### Records to process ###
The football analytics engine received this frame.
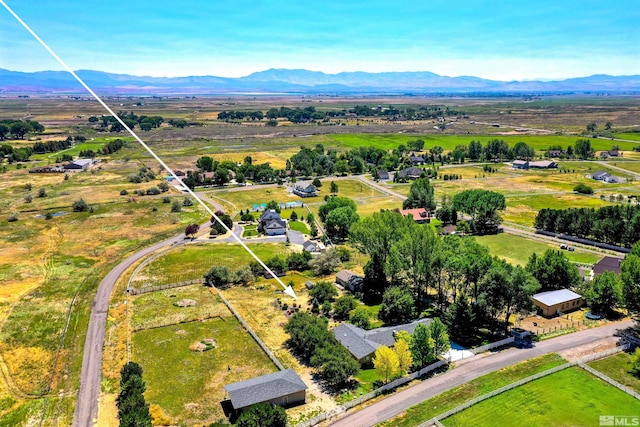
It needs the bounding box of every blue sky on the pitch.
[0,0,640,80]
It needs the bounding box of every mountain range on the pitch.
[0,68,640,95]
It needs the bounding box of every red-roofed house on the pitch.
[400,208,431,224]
###
### Records to process ###
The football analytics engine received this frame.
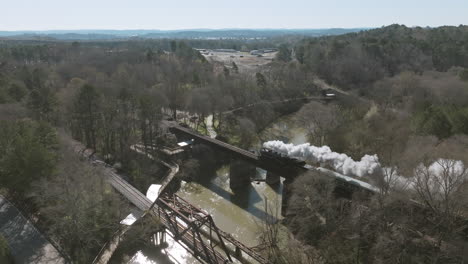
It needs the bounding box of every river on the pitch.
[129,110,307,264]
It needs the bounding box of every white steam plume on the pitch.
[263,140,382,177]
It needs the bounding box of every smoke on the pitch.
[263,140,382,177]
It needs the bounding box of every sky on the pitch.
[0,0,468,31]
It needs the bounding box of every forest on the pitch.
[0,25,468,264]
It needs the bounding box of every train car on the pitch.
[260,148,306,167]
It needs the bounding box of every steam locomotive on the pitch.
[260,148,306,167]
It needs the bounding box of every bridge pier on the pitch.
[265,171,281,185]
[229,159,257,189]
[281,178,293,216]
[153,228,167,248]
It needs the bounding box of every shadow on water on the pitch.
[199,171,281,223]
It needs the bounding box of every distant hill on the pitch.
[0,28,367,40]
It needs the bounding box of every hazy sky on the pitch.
###
Express the lines starting at the one containing "It needs the bounding box of every mountain" and ending at the one containing "[400,208,431,224]" as a JSON list of strings, one per line, leaving out blank lines.

[
  "It needs the bounding box of every mountain range on the pitch.",
  "[0,68,640,95]",
  "It needs the bounding box of every red-roofed house on the pitch.",
  "[400,208,431,224]"
]